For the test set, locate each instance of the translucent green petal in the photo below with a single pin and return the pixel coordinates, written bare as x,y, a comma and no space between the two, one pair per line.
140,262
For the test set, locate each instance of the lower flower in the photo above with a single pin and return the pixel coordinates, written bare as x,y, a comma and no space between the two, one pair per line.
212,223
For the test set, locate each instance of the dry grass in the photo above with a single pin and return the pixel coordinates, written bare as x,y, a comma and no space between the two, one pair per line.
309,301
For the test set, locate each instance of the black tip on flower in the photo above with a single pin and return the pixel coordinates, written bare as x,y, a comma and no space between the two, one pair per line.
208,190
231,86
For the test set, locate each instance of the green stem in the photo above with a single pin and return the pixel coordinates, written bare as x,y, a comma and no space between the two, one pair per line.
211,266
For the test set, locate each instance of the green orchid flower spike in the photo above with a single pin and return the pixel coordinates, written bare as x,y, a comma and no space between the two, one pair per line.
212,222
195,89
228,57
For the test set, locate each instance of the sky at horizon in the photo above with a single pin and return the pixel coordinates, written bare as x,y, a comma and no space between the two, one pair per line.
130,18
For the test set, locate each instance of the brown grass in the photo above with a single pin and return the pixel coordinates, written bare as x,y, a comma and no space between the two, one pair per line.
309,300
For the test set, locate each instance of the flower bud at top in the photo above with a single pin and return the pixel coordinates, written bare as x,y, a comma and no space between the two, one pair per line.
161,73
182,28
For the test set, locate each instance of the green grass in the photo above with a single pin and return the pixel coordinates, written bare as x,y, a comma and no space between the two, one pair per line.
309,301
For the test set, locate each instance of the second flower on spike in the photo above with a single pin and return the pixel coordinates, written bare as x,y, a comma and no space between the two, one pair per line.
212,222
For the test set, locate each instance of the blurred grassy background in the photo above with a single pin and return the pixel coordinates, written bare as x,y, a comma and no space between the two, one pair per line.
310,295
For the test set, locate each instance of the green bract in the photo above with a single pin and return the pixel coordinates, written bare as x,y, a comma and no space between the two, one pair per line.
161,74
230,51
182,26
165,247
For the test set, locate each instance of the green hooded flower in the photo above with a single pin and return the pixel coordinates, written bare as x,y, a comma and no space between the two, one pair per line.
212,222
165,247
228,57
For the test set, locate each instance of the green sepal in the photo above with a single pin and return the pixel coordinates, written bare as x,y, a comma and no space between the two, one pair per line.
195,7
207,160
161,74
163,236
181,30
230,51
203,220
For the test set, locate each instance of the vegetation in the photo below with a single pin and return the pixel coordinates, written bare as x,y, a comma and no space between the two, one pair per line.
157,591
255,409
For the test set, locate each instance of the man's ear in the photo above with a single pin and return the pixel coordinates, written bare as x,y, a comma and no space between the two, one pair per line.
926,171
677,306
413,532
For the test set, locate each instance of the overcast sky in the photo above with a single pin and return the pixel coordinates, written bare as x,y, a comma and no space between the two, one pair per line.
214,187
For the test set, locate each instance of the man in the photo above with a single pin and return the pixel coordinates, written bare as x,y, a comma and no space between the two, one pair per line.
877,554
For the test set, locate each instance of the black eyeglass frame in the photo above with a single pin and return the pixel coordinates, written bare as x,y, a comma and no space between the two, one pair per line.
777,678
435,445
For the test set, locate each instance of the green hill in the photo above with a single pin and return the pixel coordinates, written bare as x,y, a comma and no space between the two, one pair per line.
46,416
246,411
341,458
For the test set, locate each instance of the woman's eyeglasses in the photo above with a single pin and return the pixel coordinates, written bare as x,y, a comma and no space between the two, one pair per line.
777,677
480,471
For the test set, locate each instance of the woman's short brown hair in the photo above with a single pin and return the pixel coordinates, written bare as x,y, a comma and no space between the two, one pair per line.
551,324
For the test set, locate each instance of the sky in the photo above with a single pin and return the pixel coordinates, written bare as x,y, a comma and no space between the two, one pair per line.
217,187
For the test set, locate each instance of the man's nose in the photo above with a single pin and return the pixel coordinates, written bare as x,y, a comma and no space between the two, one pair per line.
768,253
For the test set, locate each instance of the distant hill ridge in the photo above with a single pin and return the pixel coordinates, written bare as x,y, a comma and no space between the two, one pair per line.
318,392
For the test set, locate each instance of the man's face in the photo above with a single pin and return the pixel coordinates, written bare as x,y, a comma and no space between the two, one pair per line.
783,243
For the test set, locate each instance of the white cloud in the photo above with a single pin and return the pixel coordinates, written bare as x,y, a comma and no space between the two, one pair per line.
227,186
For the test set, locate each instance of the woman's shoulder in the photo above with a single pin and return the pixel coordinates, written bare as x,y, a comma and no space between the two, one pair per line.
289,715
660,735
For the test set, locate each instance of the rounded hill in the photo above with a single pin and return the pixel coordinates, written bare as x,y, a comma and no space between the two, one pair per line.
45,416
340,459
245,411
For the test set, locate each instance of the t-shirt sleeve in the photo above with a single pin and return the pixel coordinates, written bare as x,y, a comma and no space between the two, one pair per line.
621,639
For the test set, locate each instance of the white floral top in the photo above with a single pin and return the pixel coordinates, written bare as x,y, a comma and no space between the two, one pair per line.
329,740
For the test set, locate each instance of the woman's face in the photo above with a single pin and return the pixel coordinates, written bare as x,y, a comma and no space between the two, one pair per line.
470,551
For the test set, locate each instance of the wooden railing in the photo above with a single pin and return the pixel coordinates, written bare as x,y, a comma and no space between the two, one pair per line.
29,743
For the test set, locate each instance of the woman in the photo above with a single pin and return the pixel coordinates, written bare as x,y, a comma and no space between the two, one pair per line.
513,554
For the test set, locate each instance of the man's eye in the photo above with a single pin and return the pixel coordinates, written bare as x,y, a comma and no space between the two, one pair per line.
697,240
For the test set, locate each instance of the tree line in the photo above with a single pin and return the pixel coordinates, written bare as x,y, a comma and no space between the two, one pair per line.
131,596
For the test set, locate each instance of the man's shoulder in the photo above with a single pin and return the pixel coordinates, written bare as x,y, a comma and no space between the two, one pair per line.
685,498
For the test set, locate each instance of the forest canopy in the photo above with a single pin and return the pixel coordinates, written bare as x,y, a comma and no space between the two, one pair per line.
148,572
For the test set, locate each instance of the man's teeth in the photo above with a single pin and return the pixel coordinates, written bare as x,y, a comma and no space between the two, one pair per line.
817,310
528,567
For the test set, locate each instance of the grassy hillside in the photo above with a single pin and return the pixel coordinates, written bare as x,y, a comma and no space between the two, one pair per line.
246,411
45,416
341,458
★ ★ ★ ★ ★
Request: Retype the entries one by one, exactly.

Correct response:
For the test set, locate each instance of the translucent green petal in the photo below with a single pin and return the pixel coordinates, written bare as x,y, a comma and no space between the two, one pair per line.
140,262
For the test set, locate each instance of the lower flower in the photo above with a single pin and return the pixel coordinates, written bare as x,y, a comma and no space between the two, one pair per line.
212,223
For the test set, locate each instance of the dry grass in the photo above with a single pin and return the pixel coordinates, written bare as x,y, a comma and no space between the two, one pair per line.
309,301
For the test set, locate each instance of the black tip on flower in the photo above with a single pin and return the pixel coordinates, written bare as x,y, a comma and no space between the two, one pair per line.
208,190
231,86
For the test set, locate each instance of the green stem in the photo above with a single pin and return the pixel coordinates, written bare as x,y, a comma and no space between the two, one pair per line.
211,266
For the test set, locate each instance of the green orchid flower spike in the photo above with a single pin and return the pixel coordinates, written bare as x,y, a comma and no space between the two, one pair per line.
212,222
195,89
228,57
For the test set, locate each instance of the sky at horizon in the photo above with a single pin and return the pixel coordinates, written bare as x,y, a comma and no space between the two, one pair per line.
130,18
For the test set, locate each instance of the brown grass in the photo above with a single pin and return the pixel coordinates, written bare as x,y, a comma and no space between the two, one pair per line.
309,300
For the test set, locate each instance of the flower bud at top in the photo above with a single pin and return the pixel coordinates, written bare as x,y, a comma and no space between the two, one pair per line.
161,73
182,28
For the test set, locate each instance of the green grass in the photo above with a single pin and return the pixel coordinates, written bare as x,y, a comma and no space between the two, one pair per line.
309,301
For the test set, locate each instance of the second flower on spike in the photo above with a single pin and return the pixel coordinates, written bare as x,y, a comma and no space between the two, one pair per line.
212,222
For the test set, locate each instance of the blurred grassy background in the photo above with a single pin and return the pixel coordinates, written bare as x,y, a comma and no space between the two, one pair per line.
310,295
For the test set, locate each instance of the green bract in the photo above with a single pin and return the pixel coordinates, written bare as x,y, a comma and no space between the two, one pair per line.
161,74
230,51
182,26
165,247
For the test set, locate each instance of the green hooded flower in the photo above with a single pin and return the pixel coordinates, written bare as x,y, a comma and no space between the two, one pair per line.
212,222
165,247
228,57
For the test set, locate each instance of the green sepal in the photo above with a single pin and return the pixel coordinates, written bare as x,y, a comma and no space between the two, one pair per line.
195,7
207,160
161,74
163,236
181,30
230,51
203,220
For the test set, locate each instance of the vegetation in the photo below with a single pin and return the pixel coordinates, written bare as x,y, a comma and no space between the two, one pair per line.
157,591
255,409
For the test set, locate each instance of the man's ear in the photo above with a single pin and return the pixel coordinates, written bare as x,y, a comma and no space between the two, one pair per line.
926,171
677,306
413,532
For the test set, locate each instance of the overcast sky in the photo above with a single pin and return the pixel coordinates, written bare as x,y, a comma and no space between the two, one pair per line.
214,187
For the test set, locate each instance of the man in the photo above with a single pin and return the pixel coordinates, written bare as x,y, a comma and no space between the two, one pair per line.
877,554
For the test set, locate each instance of the black eyeglass frame in the photo above with a single pin and return the pixel coordinates, written bare as x,y, a comma and no space between the two, one pair per line.
777,678
435,445
For the test set, locate each instance of the green hill in the photo above with a single pin and return the pixel coordinates, written bare as x,y, a comma and no space between the two, one pair per line.
46,416
246,411
341,458
For the test set, locate each instance of the woman's eyeglasses in the photo above with a single pin and return the pixel coordinates, written bare as x,y, a comma and no space between the two, one pair per line.
777,677
480,471
For the test set, locate each instance of the woman's short brown hair in the photo above with a single pin and return the pixel coordinates, written bare as x,y, a comma and no space between the two, one pair per line.
551,324
For the test set, locate each instance of the sky in the photo above with a single pin and return the pixel coordinates, written bare as x,y, a comma and no space between the two, one pair per line.
217,187
For the test set, locate each instance of the man's nose in the photo above with a single pin and return the pixel coordinates, written bare as x,y, a comma and no space between the two, one pair per line.
768,253
For the test set, locate each instance of the distant hill ridge in the photo above with a single pin and return the pixel coordinates, written bare as x,y, a comma and no space between the two, one pair per line.
318,392
For the test set, locate each instance of the man's face in the photo above with a single pin and return the pixel coordinates, written bare as x,y, a comma and no space between the two, one pair per line.
783,243
For the test set, locate each instance of the white cloud in the photo above with a single pin and return the pixel coordinates, written bare as x,y, a comma and no space between the two, one pair per line.
227,186
For the test set, locate each instance of the woman's shoulder in the photo above with a single pin and return the pixel coordinates, written bare as x,y, a comma and no space between the two, one pair per line.
289,715
660,735
For the test set, locate each instance of the rounded hill in the photo above with a single pin and return the pixel coordinates, written bare as x,y, a comma and no space between the two, one pair per line.
45,416
340,459
245,411
For the test set, locate each instance of the t-shirt sleeve in the photo above with a single pin and return the pixel coordinates, written bare as x,y, a comma and no space between the two, one pair per line.
621,639
For the test set, locate each instance of the white floral top in the photo above with a single pin and return the pixel coordinates, written bare as x,y, a comma and no space between the two, one pair per line.
329,740
For the test set, locate each instance of the woman's face in the photo above with a single pin and return the pixel coordinates, written bare as x,y, a comma and no space between the two, one pair per line.
470,551
For the test set, locate each instance of the wooden railing in the photo above with a single pin and return the pixel coordinates, written bare as x,y, a comma and no space between the two, one pair per line.
29,743
For the test set, locate each instance of the woman in the photo above with a single pin and return the pixel coordinates, written bare as x,y, a comma and no space between the two, one pair per line.
513,554
For the test set, locate each instance of the man's eye in the photo above with a single pin and return the pixel coordinates, written bare as x,y, a comma and no space between the two, one pair per line.
697,240
For the test set, locate each instance of the tree line in the photo above with a single pin and return the pixel coordinates, written bare as x,y, a comma and no space between the two, one pair per line.
131,596
For the test set, locate each instance of the man's shoulder in the photo above with a single pin and return the pixel coordinates, written bare as x,y, a comma and no space between the two, one pair per line.
685,498
For the test set, locate each instance of the forest canopy in the photo above with a single pin and return the pixel coordinates, written bare as x,y, a comma and no space between the two, one pair per line.
148,572
For the test set, locate each instance of the man's teeth in the photo above with a single pin and return the pixel coordinates, written bare as x,y, a comma and no space between the two, one pair per line.
817,310
528,567
For the test set, locate each instance of the grassy hillside in the photo above with a single pin and return the pixel coordinates, written bare as x,y, a comma and no space between the two, one pair per line.
246,411
45,416
341,458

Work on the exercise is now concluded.